### Problem to work on:
When a line in the data below includes "flower", pick it out and copy it.

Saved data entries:
────────────────────────────────────────

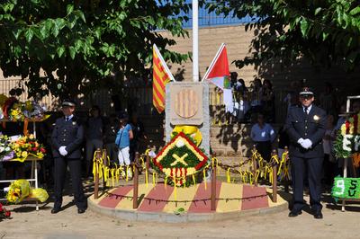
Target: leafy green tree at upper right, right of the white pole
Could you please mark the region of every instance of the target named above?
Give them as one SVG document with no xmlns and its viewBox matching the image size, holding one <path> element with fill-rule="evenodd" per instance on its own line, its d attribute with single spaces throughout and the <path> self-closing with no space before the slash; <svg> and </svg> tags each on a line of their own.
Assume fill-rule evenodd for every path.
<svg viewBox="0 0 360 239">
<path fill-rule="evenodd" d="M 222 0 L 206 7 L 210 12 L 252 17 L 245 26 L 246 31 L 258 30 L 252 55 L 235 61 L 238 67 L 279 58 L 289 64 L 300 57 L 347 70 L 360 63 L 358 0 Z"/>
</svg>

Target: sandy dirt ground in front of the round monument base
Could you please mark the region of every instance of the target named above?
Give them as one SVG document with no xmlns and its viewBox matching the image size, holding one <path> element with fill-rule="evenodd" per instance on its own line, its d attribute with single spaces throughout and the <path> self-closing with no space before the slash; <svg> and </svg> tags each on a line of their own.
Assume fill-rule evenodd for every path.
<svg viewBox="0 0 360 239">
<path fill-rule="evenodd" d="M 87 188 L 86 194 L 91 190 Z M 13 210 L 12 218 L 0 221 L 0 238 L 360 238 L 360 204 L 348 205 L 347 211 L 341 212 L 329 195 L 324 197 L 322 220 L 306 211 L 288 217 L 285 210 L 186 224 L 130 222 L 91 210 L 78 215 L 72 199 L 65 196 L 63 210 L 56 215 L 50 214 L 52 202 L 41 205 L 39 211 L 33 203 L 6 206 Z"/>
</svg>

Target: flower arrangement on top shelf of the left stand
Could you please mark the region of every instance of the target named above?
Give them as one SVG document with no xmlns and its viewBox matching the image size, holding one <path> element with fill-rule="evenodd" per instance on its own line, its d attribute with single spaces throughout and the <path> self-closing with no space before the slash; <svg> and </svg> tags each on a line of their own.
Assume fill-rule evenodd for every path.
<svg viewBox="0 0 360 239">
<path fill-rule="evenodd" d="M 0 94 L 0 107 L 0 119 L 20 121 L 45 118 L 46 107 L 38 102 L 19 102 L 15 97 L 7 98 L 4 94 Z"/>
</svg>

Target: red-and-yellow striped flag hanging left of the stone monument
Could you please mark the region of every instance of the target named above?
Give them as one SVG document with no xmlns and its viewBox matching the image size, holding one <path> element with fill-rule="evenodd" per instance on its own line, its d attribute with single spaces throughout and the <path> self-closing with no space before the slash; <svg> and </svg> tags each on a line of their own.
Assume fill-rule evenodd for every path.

────────────────────────────────────────

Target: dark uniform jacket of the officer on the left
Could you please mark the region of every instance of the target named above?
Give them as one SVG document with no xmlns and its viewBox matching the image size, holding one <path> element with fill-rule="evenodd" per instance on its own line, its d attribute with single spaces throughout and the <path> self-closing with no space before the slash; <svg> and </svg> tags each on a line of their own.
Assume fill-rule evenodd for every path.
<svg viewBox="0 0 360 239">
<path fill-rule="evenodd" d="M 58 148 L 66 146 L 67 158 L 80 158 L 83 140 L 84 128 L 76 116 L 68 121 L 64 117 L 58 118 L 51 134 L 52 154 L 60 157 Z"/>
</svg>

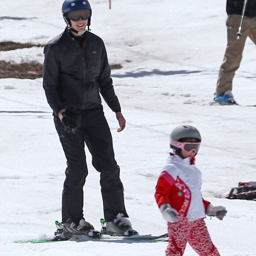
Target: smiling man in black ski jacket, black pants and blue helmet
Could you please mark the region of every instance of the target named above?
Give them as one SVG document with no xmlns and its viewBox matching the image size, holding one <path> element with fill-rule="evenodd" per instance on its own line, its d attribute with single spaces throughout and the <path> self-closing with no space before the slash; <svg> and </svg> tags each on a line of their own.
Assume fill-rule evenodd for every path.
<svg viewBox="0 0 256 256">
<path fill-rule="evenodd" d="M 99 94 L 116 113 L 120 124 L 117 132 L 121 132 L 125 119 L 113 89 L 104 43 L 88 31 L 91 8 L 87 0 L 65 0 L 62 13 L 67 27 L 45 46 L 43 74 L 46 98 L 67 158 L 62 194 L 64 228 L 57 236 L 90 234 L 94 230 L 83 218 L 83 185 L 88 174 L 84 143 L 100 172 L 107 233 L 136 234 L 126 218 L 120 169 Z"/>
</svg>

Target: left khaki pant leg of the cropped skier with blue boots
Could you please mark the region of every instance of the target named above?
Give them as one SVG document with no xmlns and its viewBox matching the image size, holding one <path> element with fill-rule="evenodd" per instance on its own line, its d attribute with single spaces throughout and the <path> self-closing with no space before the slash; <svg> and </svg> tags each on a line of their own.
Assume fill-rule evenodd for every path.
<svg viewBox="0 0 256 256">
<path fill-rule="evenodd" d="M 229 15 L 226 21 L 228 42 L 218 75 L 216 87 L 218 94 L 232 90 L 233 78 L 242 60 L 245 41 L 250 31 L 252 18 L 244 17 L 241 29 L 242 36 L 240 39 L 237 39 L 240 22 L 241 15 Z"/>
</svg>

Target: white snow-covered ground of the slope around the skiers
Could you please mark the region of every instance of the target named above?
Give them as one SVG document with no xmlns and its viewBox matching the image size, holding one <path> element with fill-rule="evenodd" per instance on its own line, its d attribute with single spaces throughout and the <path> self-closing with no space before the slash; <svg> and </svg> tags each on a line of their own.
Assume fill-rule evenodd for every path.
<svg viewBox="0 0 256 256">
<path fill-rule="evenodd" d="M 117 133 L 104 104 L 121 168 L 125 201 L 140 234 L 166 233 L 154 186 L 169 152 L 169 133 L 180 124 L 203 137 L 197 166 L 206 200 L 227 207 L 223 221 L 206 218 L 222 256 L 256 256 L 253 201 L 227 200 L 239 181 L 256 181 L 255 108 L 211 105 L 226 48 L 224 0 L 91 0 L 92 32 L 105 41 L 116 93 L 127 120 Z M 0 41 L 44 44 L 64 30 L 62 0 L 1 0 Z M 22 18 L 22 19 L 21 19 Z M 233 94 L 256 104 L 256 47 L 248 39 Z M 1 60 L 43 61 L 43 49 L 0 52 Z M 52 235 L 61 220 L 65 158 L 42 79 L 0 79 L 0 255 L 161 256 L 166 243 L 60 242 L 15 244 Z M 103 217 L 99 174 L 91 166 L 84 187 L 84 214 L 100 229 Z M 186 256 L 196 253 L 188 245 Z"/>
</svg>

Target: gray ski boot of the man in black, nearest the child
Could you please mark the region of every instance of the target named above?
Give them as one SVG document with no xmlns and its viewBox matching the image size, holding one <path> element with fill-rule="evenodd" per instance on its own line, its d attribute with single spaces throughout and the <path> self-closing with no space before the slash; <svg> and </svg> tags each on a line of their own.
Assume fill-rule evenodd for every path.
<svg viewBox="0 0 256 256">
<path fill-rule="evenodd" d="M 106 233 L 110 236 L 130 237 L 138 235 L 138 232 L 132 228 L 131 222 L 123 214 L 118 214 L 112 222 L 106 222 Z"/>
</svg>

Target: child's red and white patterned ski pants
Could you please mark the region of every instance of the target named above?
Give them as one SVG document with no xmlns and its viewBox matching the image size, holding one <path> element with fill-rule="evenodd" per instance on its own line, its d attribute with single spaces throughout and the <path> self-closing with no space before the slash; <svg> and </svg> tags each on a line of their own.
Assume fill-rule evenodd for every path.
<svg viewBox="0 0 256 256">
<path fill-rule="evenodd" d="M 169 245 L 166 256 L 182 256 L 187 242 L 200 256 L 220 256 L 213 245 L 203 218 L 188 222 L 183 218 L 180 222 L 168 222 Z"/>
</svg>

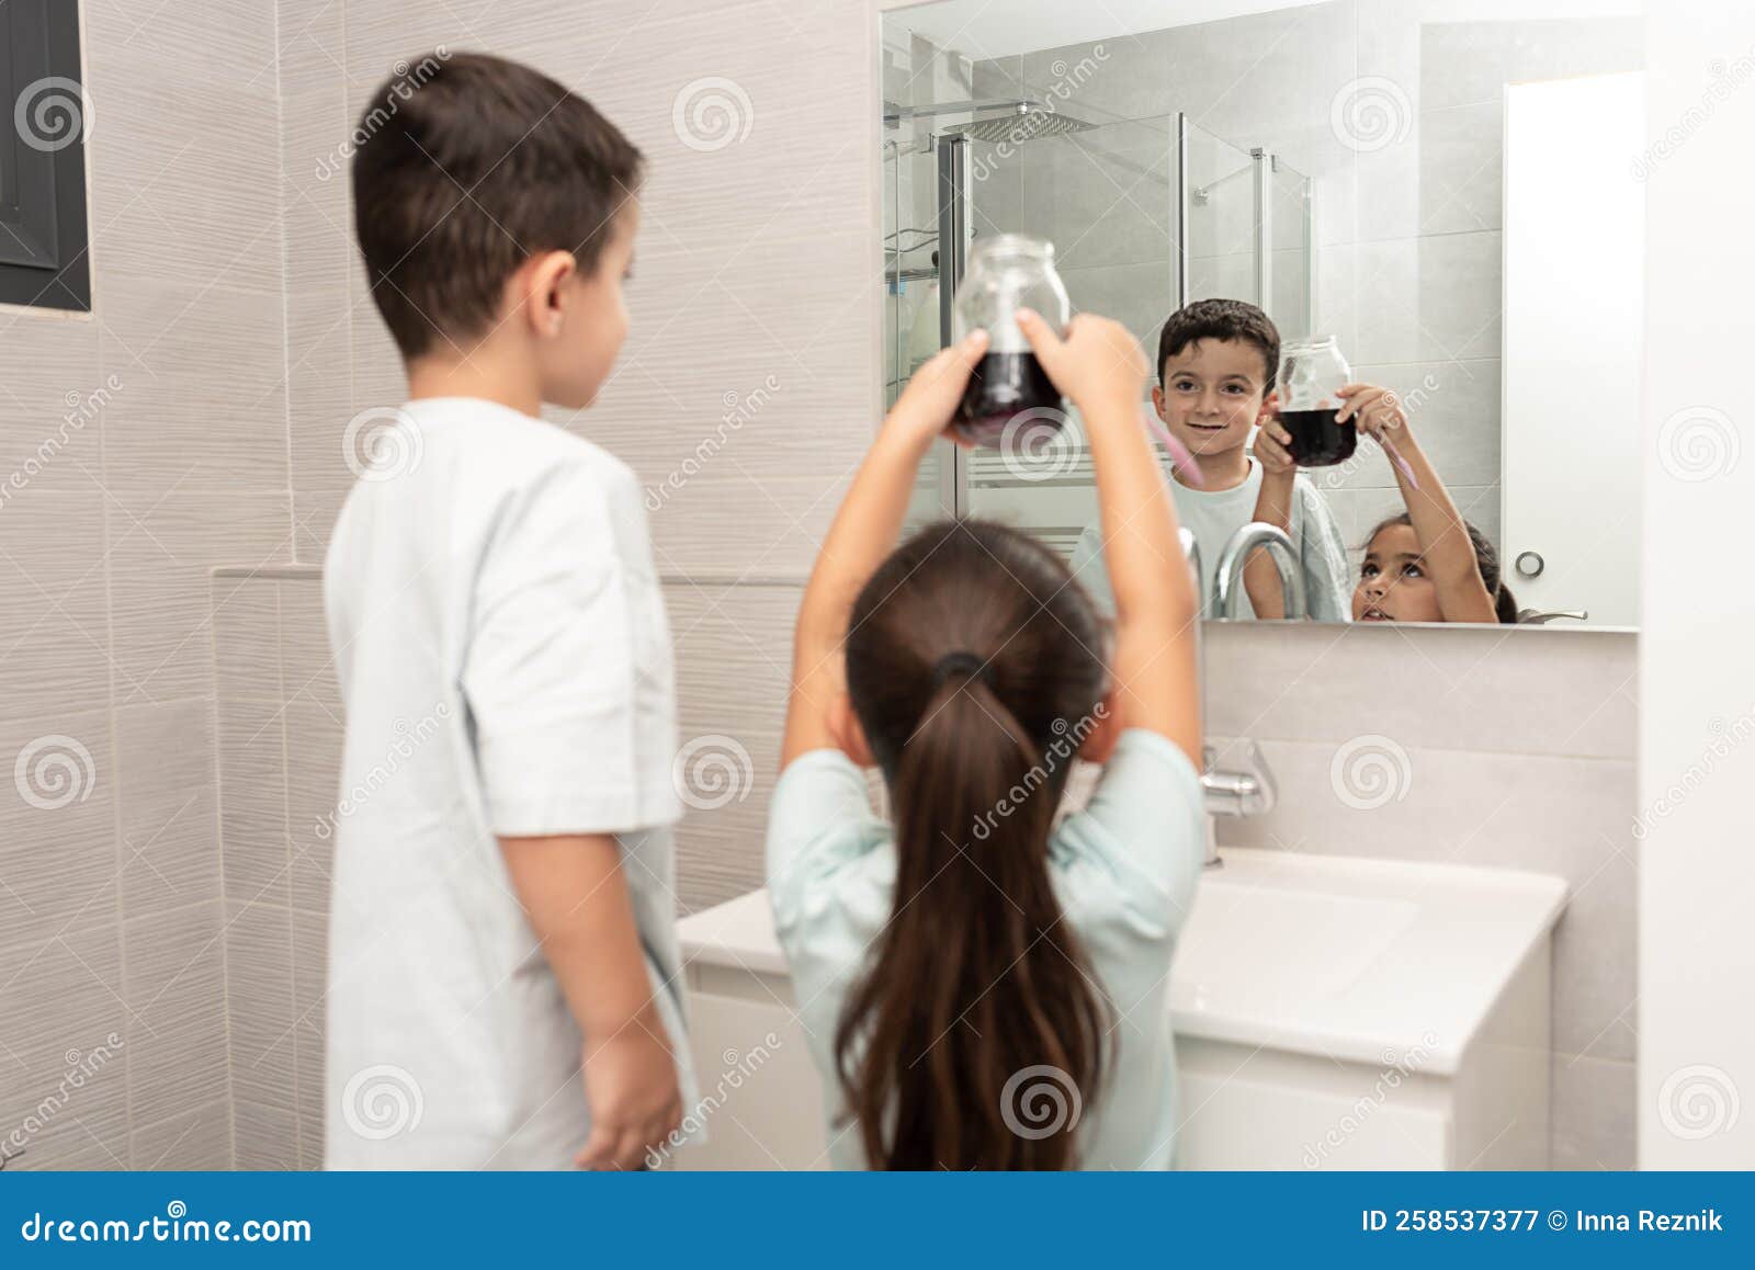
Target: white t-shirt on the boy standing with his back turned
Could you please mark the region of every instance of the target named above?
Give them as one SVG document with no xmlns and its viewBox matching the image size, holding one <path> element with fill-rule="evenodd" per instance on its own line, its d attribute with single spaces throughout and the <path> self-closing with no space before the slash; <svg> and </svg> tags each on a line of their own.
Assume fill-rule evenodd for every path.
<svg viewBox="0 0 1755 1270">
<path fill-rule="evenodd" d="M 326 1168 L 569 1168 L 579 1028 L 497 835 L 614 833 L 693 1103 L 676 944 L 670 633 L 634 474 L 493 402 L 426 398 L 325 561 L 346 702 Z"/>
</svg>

────────────────────────────────────────

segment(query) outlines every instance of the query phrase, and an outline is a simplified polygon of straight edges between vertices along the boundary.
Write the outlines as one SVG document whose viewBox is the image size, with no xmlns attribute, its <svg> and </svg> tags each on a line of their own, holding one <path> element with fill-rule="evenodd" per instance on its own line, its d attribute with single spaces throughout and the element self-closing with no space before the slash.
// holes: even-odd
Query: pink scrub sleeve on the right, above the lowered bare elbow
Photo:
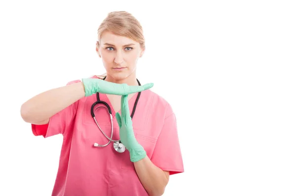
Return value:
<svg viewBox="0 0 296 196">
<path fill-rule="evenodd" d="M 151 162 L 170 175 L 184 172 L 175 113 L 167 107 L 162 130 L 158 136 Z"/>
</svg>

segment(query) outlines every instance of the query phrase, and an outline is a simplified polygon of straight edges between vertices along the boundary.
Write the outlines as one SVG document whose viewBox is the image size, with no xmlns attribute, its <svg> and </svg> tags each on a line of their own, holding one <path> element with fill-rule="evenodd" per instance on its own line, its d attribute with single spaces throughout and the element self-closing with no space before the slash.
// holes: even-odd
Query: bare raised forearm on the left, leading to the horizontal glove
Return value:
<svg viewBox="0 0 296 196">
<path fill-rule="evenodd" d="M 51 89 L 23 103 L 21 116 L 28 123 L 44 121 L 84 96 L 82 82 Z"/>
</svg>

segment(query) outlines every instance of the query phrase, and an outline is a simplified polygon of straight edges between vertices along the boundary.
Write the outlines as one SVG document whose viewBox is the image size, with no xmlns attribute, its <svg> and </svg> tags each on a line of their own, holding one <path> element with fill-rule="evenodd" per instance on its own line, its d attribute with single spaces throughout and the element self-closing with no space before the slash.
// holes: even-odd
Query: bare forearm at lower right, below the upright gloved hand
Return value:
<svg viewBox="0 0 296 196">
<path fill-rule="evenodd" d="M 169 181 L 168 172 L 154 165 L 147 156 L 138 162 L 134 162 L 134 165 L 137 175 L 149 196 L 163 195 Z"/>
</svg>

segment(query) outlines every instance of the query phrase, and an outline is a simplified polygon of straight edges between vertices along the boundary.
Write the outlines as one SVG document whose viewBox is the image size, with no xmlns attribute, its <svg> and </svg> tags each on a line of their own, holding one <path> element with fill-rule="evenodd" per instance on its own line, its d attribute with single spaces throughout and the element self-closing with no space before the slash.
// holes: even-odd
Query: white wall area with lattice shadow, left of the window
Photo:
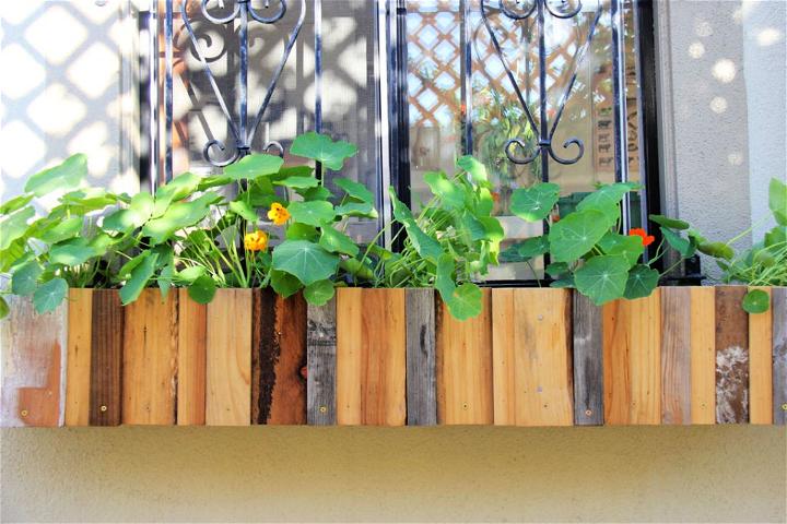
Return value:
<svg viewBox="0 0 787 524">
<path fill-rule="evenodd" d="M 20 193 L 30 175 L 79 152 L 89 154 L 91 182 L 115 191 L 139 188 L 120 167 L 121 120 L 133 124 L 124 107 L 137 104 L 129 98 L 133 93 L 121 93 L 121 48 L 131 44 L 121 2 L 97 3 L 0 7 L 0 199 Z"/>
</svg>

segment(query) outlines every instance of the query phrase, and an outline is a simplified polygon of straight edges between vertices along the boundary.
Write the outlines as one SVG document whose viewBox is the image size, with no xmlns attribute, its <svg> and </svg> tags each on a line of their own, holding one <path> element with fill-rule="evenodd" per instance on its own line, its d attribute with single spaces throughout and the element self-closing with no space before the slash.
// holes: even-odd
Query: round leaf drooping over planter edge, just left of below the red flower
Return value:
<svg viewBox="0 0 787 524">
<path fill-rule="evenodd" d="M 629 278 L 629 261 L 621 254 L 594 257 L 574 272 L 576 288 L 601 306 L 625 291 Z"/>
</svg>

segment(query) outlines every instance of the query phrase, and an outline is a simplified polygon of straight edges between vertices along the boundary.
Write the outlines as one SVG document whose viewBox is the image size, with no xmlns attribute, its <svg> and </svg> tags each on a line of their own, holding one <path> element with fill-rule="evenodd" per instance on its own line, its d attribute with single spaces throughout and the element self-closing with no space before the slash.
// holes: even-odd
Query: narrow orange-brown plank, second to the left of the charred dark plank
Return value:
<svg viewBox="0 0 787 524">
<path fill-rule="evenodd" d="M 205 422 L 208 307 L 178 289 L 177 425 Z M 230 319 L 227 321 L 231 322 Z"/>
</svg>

────────────────────────────────────────

### Problem solution:
Target: flower arrangement on top shelf of the left stand
Query: round leaf drooping over planter edge, just left of below the red flower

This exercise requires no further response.